Nous patrouillons à Anvers en 1940, avec un jeune policier, très jeune : 22 ans.  Wilfried Wils se pense aussi poète et il tombe amoureux d’Yvette dont le frère, Lode, est un résistant tout en étant, lui-aussi, policier. La Belgique est occupée. La violence nazie se répand dans toutes les sphères de l’administration et de la population.

L’écrivain Jeroen Olyslager nous ouvre petit à petit les sentiments les plus troubles des humains, quelle que soit l’époque, quel que soit le lieu. Le mépris qui se mue en haine raciale, la peur de perdre le peu que l’on a, une peur qui paralyse hommes et femmes devant les dérives les plus graves que peuvent commettre les humains. Une peur que certains masquent par des justifications intellectuellement douteuses et qui collaborent sans aucune hésitation avec un occupant pourtant méprisant. L’appétit du pouvoir est le plus fort, le besoin de sécurité encore plus. Tout est trouble dans ces sentiments. Le jeune Wilfried est en pleine confusion, il se laisse porter par la vague mauvaise, il abandonne son libre-arbitre et tente de se réfugier dans l’imaginaire poétique alors que des résistants, des Juifs sont arrêtés, torturés, massacrés et qu’il le sait, et qu’il collabore tout en aidant, un peu, un résistant qui cache un Juif.

« Trouble » est un livre nécessaire, surtout aujourd’hui. L’auteur y pose la question de l’héritage de ces collaborateurs, du regard que posent sur eux leurs descendants. L’histoire n’est pas oubliée. Elle vit dans les mémoires et fait souffrir des jeunes, héritiers malgré eux des crimes de leurs aînés.

### [Extraits de données]
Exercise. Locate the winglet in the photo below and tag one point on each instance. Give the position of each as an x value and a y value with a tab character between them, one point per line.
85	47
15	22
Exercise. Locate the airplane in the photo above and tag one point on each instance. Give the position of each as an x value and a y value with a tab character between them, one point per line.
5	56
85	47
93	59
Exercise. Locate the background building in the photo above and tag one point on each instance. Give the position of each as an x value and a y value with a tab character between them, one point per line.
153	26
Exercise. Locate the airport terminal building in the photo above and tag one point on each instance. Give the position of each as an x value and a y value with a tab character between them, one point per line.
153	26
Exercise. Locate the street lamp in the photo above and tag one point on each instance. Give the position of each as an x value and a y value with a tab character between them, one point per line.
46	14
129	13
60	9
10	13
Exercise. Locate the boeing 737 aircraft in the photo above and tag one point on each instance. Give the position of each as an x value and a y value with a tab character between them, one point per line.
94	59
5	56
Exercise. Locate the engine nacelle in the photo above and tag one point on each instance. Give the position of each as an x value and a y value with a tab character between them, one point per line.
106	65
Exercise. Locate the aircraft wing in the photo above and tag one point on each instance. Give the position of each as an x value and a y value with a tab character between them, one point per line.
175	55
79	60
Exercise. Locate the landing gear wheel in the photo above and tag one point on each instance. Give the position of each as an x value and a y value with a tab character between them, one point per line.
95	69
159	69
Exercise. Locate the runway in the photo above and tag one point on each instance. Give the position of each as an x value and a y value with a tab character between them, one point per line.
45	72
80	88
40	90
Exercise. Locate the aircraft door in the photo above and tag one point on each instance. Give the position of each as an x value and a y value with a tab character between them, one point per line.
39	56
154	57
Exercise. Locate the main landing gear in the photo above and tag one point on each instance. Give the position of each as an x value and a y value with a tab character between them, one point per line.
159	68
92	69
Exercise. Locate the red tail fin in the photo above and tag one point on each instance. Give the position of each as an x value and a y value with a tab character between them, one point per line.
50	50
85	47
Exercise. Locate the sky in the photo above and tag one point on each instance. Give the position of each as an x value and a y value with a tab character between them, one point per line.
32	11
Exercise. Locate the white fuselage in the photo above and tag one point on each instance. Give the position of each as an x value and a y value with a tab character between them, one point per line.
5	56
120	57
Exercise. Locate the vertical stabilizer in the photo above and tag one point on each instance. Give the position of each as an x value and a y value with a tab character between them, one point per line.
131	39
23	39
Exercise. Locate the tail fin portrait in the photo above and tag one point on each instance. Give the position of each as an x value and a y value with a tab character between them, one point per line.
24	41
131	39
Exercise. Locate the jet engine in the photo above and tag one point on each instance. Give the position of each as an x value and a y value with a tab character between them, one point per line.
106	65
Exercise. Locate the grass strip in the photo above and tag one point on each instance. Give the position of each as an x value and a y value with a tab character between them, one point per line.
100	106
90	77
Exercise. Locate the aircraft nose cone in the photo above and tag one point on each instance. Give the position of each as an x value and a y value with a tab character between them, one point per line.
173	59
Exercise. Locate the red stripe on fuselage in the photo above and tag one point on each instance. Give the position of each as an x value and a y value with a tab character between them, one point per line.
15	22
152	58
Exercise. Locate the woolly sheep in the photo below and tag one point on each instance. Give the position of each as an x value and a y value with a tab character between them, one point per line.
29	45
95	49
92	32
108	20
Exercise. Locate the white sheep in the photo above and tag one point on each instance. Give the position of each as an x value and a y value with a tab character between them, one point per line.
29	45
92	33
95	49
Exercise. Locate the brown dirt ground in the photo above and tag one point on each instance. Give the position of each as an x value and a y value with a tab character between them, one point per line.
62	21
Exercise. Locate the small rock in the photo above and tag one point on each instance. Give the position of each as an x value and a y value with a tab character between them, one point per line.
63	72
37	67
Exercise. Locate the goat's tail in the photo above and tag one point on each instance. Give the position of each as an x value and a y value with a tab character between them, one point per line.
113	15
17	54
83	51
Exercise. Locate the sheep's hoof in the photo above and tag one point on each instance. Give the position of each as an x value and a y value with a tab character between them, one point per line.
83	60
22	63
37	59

### [Mise en pratique]
(1) Recopiez le passage du texte sur le livre « Trouble » qui commence aux mots « Nous patrouillons à » et s'arrête après les mots « de la population. ».
(2) Indiquez l'âge du jeune policier Wilfried Wils d'après le texte sur le livre « Trouble ».

### [Corrigé de l'exercice]
(1)
Nous patrouillons à Anvers en 1940, avec un jeune policier, très jeune : 22 ans.  Wilfried Wils se pense aussi poète et il tombe amoureux d’Yvette dont le frère, Lode, est un résistant tout en étant, lui-aussi, policier. La Belgique est occupée. La violence nazie se répand dans toutes les sphères de l’administration et de la population.

(2) Il a 22 ans.